→ Provided information:
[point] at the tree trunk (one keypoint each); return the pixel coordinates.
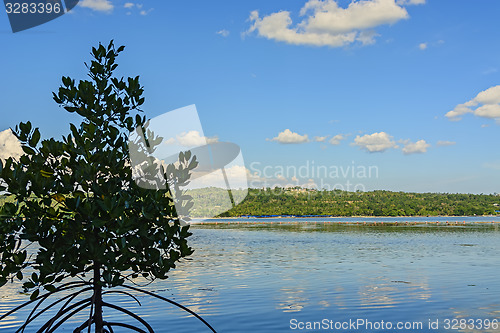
(98, 322)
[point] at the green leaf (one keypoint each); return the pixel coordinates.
(28, 150)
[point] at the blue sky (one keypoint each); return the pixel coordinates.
(378, 77)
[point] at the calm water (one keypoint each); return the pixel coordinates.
(261, 278)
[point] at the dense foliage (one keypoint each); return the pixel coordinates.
(75, 198)
(302, 202)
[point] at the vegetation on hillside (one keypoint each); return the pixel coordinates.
(301, 202)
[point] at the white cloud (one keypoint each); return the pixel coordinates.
(486, 104)
(9, 145)
(223, 33)
(336, 139)
(443, 143)
(97, 5)
(376, 142)
(325, 23)
(415, 147)
(288, 136)
(320, 138)
(191, 139)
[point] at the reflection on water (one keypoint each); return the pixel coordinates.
(255, 278)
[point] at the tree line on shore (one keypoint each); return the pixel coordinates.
(301, 202)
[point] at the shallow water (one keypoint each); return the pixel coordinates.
(269, 278)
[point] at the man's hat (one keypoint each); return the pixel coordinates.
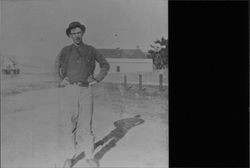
(73, 25)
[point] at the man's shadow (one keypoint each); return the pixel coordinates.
(122, 127)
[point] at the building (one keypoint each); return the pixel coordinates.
(126, 60)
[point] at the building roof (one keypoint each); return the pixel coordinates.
(122, 53)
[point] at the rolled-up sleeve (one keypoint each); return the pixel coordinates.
(104, 65)
(58, 67)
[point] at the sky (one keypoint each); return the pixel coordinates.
(36, 28)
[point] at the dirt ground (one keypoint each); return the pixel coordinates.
(28, 115)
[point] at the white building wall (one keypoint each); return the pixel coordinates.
(128, 65)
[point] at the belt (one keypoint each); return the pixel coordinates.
(81, 84)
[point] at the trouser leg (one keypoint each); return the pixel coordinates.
(84, 136)
(65, 126)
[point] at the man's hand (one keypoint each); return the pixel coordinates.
(64, 82)
(92, 83)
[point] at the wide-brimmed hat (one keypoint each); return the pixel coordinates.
(73, 25)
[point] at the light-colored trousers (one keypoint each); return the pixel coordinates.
(75, 121)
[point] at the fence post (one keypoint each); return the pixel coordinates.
(125, 81)
(140, 81)
(160, 82)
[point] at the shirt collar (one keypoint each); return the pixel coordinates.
(79, 46)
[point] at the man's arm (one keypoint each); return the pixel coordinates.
(104, 66)
(58, 68)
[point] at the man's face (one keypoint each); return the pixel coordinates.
(76, 35)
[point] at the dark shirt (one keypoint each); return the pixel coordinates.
(77, 66)
(78, 63)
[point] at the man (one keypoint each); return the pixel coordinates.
(75, 69)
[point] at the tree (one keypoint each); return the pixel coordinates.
(159, 53)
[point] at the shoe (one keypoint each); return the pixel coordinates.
(92, 163)
(67, 163)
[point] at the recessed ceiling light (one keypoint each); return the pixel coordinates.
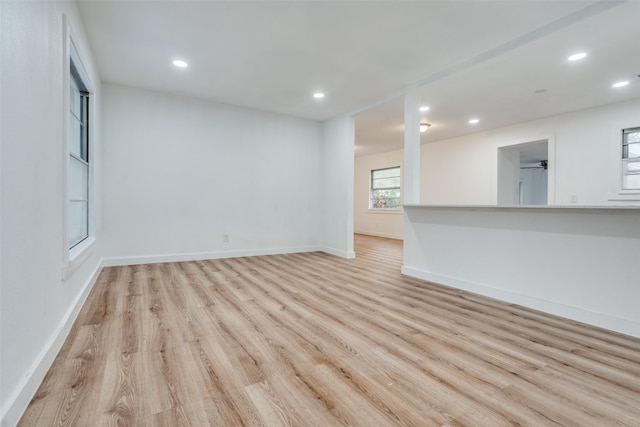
(577, 56)
(620, 84)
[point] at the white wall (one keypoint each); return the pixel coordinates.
(37, 306)
(180, 173)
(463, 170)
(337, 162)
(374, 222)
(575, 262)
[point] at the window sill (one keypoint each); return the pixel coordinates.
(77, 256)
(386, 211)
(625, 195)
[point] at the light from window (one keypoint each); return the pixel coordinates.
(631, 159)
(385, 188)
(78, 215)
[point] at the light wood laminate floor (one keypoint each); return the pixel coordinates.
(314, 340)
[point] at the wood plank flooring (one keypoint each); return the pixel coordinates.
(315, 340)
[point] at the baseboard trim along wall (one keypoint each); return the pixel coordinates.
(376, 234)
(338, 252)
(605, 321)
(15, 405)
(198, 256)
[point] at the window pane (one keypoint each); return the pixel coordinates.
(630, 167)
(631, 182)
(386, 173)
(386, 183)
(75, 136)
(632, 151)
(78, 222)
(633, 136)
(78, 180)
(74, 100)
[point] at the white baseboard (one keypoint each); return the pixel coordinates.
(196, 256)
(14, 405)
(606, 321)
(338, 252)
(376, 234)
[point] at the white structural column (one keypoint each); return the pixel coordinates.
(411, 168)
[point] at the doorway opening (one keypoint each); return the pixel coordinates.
(523, 173)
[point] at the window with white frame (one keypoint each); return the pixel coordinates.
(385, 188)
(79, 164)
(631, 158)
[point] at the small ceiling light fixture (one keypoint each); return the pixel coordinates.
(620, 84)
(577, 56)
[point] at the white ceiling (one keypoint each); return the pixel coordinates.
(483, 58)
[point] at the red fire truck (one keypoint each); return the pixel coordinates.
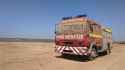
(80, 35)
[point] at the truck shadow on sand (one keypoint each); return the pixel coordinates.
(79, 58)
(74, 58)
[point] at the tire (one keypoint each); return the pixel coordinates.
(93, 54)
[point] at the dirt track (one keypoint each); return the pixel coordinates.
(41, 56)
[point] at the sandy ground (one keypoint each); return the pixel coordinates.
(41, 56)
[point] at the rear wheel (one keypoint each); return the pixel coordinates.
(93, 54)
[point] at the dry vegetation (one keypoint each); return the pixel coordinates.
(41, 56)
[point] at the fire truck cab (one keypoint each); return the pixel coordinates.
(81, 36)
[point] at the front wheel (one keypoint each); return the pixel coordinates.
(93, 54)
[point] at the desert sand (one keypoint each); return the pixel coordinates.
(41, 56)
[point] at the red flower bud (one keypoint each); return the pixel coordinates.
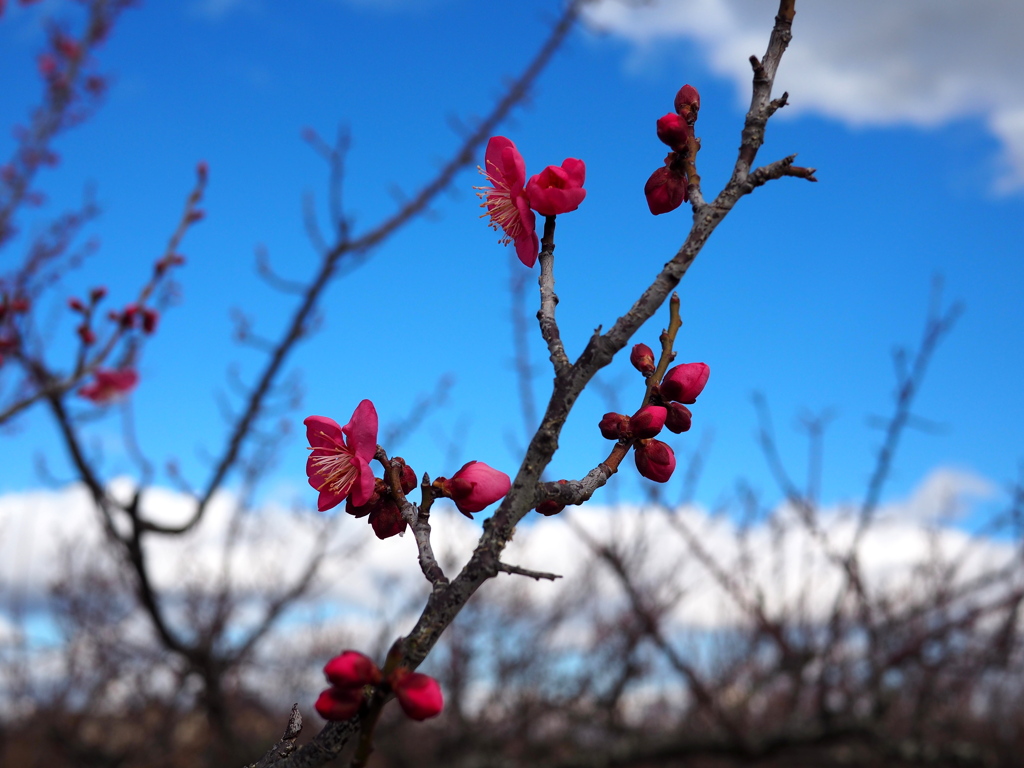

→ Direction: Transcribe the items above word for word, beginning at the line that contains "[point] at the red fire" and continuing through the last of the items. Leave the pictures out of your copy.

→ Solution:
[point] at the red fire truck (one keypoint each); return the pixel coordinates.
(80, 35)
[point] at the truck shadow on sand (one keypoint each); return the pixel coordinates.
(79, 58)
(74, 58)
[point] at the tire (one keypoint each); return the pixel coordinates.
(93, 54)
[point] at the dirt track (one keypoint each); return the pixel coordinates.
(41, 56)
[point] at the sandy ground (one keypoint each); return the pixel coordinates.
(41, 56)
[point] at the rear wheel (one keypoint each); return the pixel coordinates.
(93, 54)
[point] at the dry vegetation (one keypoint each); return the pixel coordinates.
(41, 56)
[point] at the fire truck cab (one keypoint each); return the pixel coordinates.
(81, 36)
[point] at the front wheel (one keypoint each); return the pixel coordinates.
(93, 54)
[point] at the desert sand (one keypoint each); return the pixel coordinates.
(41, 56)
[point] at the red flower bud (one keypoint each); return the pixel coordinates.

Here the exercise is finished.